BEGIN Supplied information

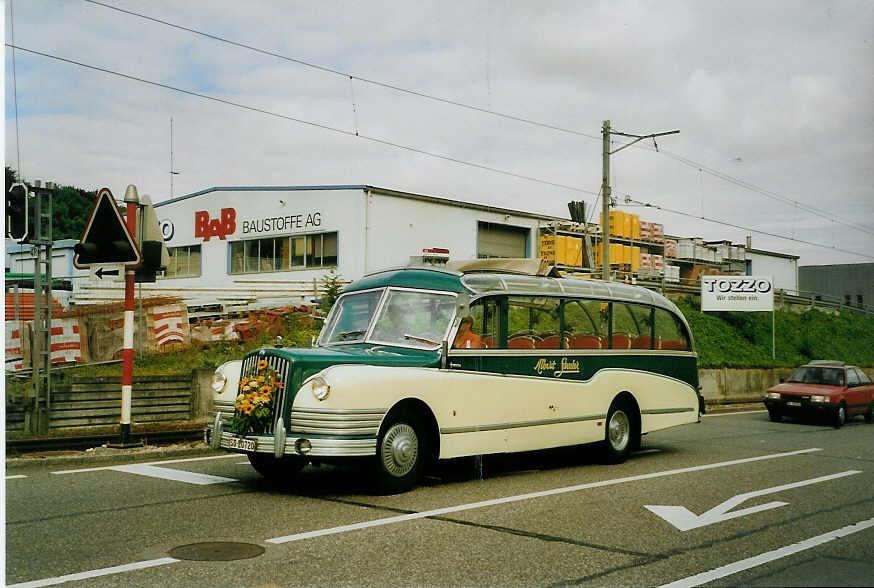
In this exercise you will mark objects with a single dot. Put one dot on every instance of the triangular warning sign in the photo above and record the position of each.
(106, 238)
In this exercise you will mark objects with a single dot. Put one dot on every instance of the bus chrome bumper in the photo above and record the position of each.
(279, 444)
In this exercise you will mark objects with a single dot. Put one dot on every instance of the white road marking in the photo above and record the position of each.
(171, 474)
(140, 565)
(97, 469)
(683, 519)
(763, 558)
(528, 496)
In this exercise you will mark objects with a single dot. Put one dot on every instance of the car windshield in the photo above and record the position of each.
(818, 375)
(350, 317)
(414, 319)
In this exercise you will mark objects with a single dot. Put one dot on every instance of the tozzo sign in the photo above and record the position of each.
(739, 293)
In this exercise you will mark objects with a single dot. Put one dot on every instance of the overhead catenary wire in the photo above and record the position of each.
(15, 89)
(404, 147)
(303, 121)
(744, 228)
(701, 167)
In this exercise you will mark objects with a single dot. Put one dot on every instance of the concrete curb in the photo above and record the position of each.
(104, 454)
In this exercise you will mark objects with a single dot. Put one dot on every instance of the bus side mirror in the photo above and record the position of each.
(462, 305)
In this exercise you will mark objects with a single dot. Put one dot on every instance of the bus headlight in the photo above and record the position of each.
(219, 379)
(320, 388)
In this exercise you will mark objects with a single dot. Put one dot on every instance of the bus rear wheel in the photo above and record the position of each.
(621, 434)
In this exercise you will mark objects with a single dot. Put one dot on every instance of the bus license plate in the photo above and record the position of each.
(244, 444)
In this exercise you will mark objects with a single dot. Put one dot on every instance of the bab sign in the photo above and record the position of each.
(738, 293)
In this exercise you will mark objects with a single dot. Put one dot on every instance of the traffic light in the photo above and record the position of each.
(16, 212)
(151, 241)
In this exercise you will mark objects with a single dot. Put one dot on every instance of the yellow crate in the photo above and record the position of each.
(574, 251)
(635, 227)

END Supplied information

### Assignment
Please set down every line of the data above precisely, dropping the images.

### Solution for this task
In this exercise you will mark objects with a single dot. Put one dot on every instance of the triangular warning sign in the photo above and record the position of each.
(106, 238)
In this exercise you will mark objects with a single dot. Put one dot on every instance of the bus chrome bumper in the photo above and record the position of each.
(279, 444)
In this exercise you will mark objects with a single dot. Put one dot on every instance of the white road marking in the photo above and record the position of each.
(171, 474)
(140, 565)
(97, 469)
(683, 519)
(763, 558)
(528, 496)
In this exercise you will mark objects with a single dot. Put one dot on every instance of the car windshield in the photo above and record the position of each.
(818, 375)
(350, 317)
(414, 319)
In this exercise you will mark objects with a single dot. Put one dot on every instance of the tozzo sign in the photo above and record the position of each.
(739, 293)
In this exercise you will mark objects with a single dot. Put one dot on every instance of the overhead catenary wire in the photo above and record the position of each.
(15, 89)
(404, 147)
(303, 121)
(744, 228)
(701, 167)
In this exercise you will mark objects with a single dot. Put one dot on every instance of the concrete curb in the photo above and record the position of each.
(104, 454)
In this exercise you will mark objects with a single dot. Put one dot on every instance of the bus side mirror in the photo above and record the position of each.
(462, 305)
In this exercise you will mark objects with a single dot. Put one dot on every instance of the bus headlight in the photo above and record the position of each.
(219, 379)
(320, 388)
In this exercise you will mark objects with a single dot. Put one dot on every instance of the bus rear wheel in the photo above and record the position of each.
(621, 434)
In this exercise you will mark objects with a single dot. Put one dot on every instance of the bus license plate in the photo above and record the position of each.
(244, 444)
In this exercise you will mark objects with a single dot. Put one dot on every instance of the bab sign in the photo above and record the position of each.
(738, 293)
In this exercise you will mark objects with a single dot. Put one dot on every instance of the traffic light in the photo above and record the position of each.
(16, 212)
(151, 241)
In this exercise you will mark objects with a single dot. Put one dot on every instance of the yellow crate in the photo above and record the position of each.
(574, 251)
(635, 227)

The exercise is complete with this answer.